1346, France, province de Normandie, cité de Carentan. Alors que la Guerre de Cent Ans a débuté depuis presque dix années, la petite ville, idéalement située, doit faire face aux menaces d'invasion ennemies, mais n'a pas forcément les ressources humaines nécessaires pour s'en sortir. Afin de sauver la cité, son chef a choisi d'engager les membres de la Compagnie Blanche du Corbeau, un groupe de mercenaires dirigé par une certain John Hawkwood...

Les récits puisant leurs sources dans l'Histoire ont le vent en poupe, d'autant plus lorsqu'il se passent en Europe. Ainsi, l'heure était sans doute venue pour Doki-Doki d'avoir son représentant du genre, avec Hawkwood, une série en 8 tomes que l'on doit à Tommy Ohtsuka, mangaka que l'on a découvert en France il y a quelques années avec Slayers : Knight of Aqua Lord chez Ki-oon. Et pour l'occasion, l'auteur a choisi un pan de L'histoire qui n'a pas forcément l'habitude d'être évoqué, et plus encore un personnage historique qui reste méconnu du grand public malgré son statut intéressant : John Hawkwood est en effet considéré comme le tout premier chef d'armée de mercenaires de l'Histoire.

La première partie du volume sert essentiellement à poser les grandes lignes du contexte et les enjeux autour de la petite ville de normande de Carentan, attirant les convoitises de l'envahisseur anglais, et pas que. Au fil de ce début de série jouant sur le conflit et sur une petite traitrise animant encore un peu plus les pages, Tommy Ohtsuka nous offre un premier aperçu de la Compagnie Blanche du Corbeau et de son fonctionnement sous la houlette de John Hawkwood. On découvre alors le sens du combat de cette bande, ainsi que leurs petites stratégies (par exemple l'utilisation de leur carriole de femmes pour endormir la vigilance de l'ennemi)... mais ce sont surtout les motivation de Hawkwood qui intéressent le plus : mercenaire oblige, elles sont purement pécuniaires. Le combattant prend soin de ne pas trop se lier à ceux qui l'embauchent, car il n'est pas dit qu'il ne devra pas l'affronter plus tard si l'ennemi lui fait une belle offre. Et quitte à se battre et vivre uniquement pour l'argent, autant toujours essayer de tirer le plus de profit possible des missions... On comprend vite que John Hawkwood et ses hommes ne sont pas du genre à respecter les règles de chevalerie dans leurs batailles, et c'est bien cet élément qui intrigue le plus.
----
**Consigne**
Pourriez-vous reprendre la critique du manga Hawkwood juste après sa dernière phrase et en poursuivre la rédaction ?

**Données enregistrées**
----
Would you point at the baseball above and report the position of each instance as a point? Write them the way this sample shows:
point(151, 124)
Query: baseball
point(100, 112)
----
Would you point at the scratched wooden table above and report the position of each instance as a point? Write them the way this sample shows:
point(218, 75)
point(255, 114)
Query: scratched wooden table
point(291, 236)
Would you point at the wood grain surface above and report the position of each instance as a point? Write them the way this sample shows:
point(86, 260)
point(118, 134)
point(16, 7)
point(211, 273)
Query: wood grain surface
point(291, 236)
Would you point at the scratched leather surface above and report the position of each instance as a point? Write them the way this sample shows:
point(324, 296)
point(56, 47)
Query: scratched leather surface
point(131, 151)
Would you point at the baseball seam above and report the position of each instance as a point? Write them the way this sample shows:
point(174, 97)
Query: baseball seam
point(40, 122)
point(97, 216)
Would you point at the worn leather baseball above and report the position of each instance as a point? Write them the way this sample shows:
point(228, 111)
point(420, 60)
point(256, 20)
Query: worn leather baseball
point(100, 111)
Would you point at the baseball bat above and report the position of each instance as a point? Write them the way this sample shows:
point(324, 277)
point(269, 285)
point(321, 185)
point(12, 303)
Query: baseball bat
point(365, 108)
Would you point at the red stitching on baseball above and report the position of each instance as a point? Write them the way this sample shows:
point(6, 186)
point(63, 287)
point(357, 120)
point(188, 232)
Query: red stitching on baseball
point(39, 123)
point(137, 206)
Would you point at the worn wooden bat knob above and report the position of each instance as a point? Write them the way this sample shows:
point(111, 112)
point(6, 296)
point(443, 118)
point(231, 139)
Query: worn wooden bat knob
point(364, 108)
----
**Réponse**
Car pour le reste, on ne peut pas dire que la première partie du volume pose encore correctement tout ce qu'il faut, surtout concernant l'ambiance, et cette impression vient essentiellement d'un coup de crayon qui, bien que fluide dans les moments d'action et jamais vide, souffre d'un aspect un peu trop propre : pas d'atmosphère vraiment crade, pas d'ambiance de guerre qui prend aux tripes, pas vraiment de sang ou de vraie violence... Pour un manga de mercenaires en pleine guerre du Moyen-Âge, ça ferait presque un peu bizarre. Mais le problème vient surtout, pour l'instant, du manque de charisme des principaux personnages sur le plan physique, à commencer par celui de Hawkwood qui a une dégaine somme toute banale voire passe-partout, malgré son expression faciale plutôt neutre assez réussie.

Pour que l'aspect visuel et même l'intrigue principale décollent un peu plus, il faut donc attendre la deuxième partie du volume, qui est celle posant véritablement des bases un peu plus solides avec l'apparition du prince Edouard III d'Angleterre, à la mine autrement plus efficace dans sa sournoiserie apparente et dans sa soif de guerre pétrie d'ambition, et dont les objectifs de conquête du trône français et de défi envers le Roi de France Philippe VI commencent à bien faire décoller les choses, surtout au vu des dernières pages amenant déjà un intéressant revirement. Via les débuts du conflit amené par Edouard, le mangaka s'applique à conservé un fond historique suffisant pour servir son récit.

Il est donc encore trop tôt pour pleinement se prononcer sur les débuts de Hawkwood, et Doki-Doki semble en avoir bien conscience en ayant eu l'excellente idée de publier les deux premiers tomes de la série simultanément. En attendant, la série a quelques défauts à gommer mais démarre de façon intrigante en nous immisçant petit à petit dans une intrigue sur fond historique qui s'annonce très plaisante.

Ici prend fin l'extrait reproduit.